**Work instructions:**
a) In the passage about the 2006 AIDS conference, restate the part that opens with the words containing "In August 2006, Toronto" and closes with "opening the event.", substituting "Montreal" for "Toronto".
b) According to the passage about the 2006 AIDS conference, whom did the prime minister send in his place?
c) Carry on the passage about the 2006 AIDS conference in Toronto, picking up after its final sentence.

::: Page text

In August 2006, Toronto was set to host the annual International AIDS Conference, a big event that brings together health-care professionals, politicians, and stakeholders from around the world. Mark Townsend devised a plan to use the convention as a stage. The night before the conference, Townsend, Wilson, Tanya Fader, and a couple other PHS staffers flew to Toronto. The entire event had become a magnet for protests. The prime minister had declined to attend. In his place, he sent Canada’s health minister, Tony Clement. It was a major rebuff of the HIV/AIDS community as well as LGBTQ people, so many of whom were affected by the disease. The conference’s co-chair even called attention to the controversy during his speech opening the event.
“We are dismayed that the prime minister of Canada, Mr Stephen Harper, is not here this evening,” said Dr Mark Wainberg, director of the prestigious McGill University AIDS Centre. “Your absence sends the message that you do not consider HIV/AIDS as a critical priority, and clearly all of us here disagree with you.”

::::::
::: Provided records

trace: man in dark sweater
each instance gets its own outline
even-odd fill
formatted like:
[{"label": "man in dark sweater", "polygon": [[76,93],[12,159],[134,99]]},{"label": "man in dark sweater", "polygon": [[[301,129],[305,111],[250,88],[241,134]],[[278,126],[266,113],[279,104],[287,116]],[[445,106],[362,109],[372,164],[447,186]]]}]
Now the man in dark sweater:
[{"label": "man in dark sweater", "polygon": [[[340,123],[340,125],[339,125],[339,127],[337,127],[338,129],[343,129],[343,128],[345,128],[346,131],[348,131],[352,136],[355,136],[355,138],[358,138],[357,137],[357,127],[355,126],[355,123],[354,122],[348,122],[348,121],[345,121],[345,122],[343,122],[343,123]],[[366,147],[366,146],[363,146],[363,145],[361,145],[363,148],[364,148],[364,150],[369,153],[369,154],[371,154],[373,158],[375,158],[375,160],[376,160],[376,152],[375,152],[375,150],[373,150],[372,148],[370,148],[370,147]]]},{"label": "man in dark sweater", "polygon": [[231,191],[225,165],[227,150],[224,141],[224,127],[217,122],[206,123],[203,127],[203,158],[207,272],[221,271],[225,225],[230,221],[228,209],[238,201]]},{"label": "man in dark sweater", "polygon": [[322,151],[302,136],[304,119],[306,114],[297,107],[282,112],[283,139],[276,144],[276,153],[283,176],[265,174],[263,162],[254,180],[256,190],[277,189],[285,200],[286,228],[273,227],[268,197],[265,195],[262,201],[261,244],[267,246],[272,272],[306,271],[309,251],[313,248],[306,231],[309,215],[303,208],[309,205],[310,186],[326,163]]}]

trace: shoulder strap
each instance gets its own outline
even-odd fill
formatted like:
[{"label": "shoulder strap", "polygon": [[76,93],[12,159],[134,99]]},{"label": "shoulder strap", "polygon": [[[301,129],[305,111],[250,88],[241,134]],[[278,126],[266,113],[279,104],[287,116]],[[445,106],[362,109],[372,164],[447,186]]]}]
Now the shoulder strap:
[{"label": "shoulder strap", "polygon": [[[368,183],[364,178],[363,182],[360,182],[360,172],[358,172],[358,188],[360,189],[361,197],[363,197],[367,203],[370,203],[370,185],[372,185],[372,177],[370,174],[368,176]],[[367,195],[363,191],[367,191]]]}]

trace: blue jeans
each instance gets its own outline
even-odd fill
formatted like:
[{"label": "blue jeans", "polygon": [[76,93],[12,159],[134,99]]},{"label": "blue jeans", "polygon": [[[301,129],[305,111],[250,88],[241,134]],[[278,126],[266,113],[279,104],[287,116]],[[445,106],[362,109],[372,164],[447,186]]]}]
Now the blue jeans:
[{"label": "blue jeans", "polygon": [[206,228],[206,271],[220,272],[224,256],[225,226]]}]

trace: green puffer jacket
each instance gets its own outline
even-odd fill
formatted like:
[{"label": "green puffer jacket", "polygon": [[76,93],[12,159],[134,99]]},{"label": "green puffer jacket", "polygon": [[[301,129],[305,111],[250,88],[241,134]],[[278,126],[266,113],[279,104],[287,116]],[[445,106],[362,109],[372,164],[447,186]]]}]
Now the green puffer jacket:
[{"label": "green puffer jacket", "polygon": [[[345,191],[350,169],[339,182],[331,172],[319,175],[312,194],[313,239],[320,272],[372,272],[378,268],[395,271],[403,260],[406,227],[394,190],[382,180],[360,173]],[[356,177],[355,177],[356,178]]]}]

::::::

**Exercise responses:**
a)
In August 2006, Montreal was set to host the annual International AIDS Conference, a big event that brings together health-care professionals, politicians, and stakeholders from around the world. Mark Townsend devised a plan to use the convention as a stage. The night before the conference, Townsend, Wilson, Tanya Fader, and a couple other PHS staffers flew to Montreal. The entire event had become a magnet for protests. The prime minister had declined to attend. In his place, he sent Canada’s health minister, Tony Clement. It was a major rebuff of the HIV/AIDS community as well as LGBTQ people, so many of whom were affected by the disease. The conference’s co-chair even called attention to the controversy during his speech opening the event.

b) Canada's health minister, Tony Clement.

c)
There was a long list of groups planning street protests for every day of the conference. Townsend realized that if they wanted to attract attention to Insite, they were going to have do something big. But they didn’t have the people for that. Toronto is a four-and-a-half hour flight from Vancouver and so he only managed to get a half-dozen PHS staffers across the country to the conference. They were going to have to get creative. Townsend’s plan? Bring downtown Toronto to a standstill. All of it.
“We were trying to reach out to the minister of health, Tony Clement, and to the prime minister, and project that we had more power and more influence than we really did,” he says.
The night before the confer
ence, Portland staffer Andy Bond was out to dinner with Liz Evans, Kerstin Stuerzbecher, Dan Small, and the maintenance team. Evans’s phone rang and Townsend was on the other end from Toronto. “Do Andy and Phong [Lam] want to come out here? Because we’re in trouble,” Townsend said. Evans relayed the message to the rest of the table and immediately, Bond and Lam rushed out to pack for the trip.
“We left the restaurant, went home, booked flights, and then went to the airport and flew overnight,” Bond recounts. “We got there and we checked into a hotel at about six in the morning. We slept for two hours, and then we went to the convention centre.” There they found Townsend sitting on a park bench where he brought them up to speed.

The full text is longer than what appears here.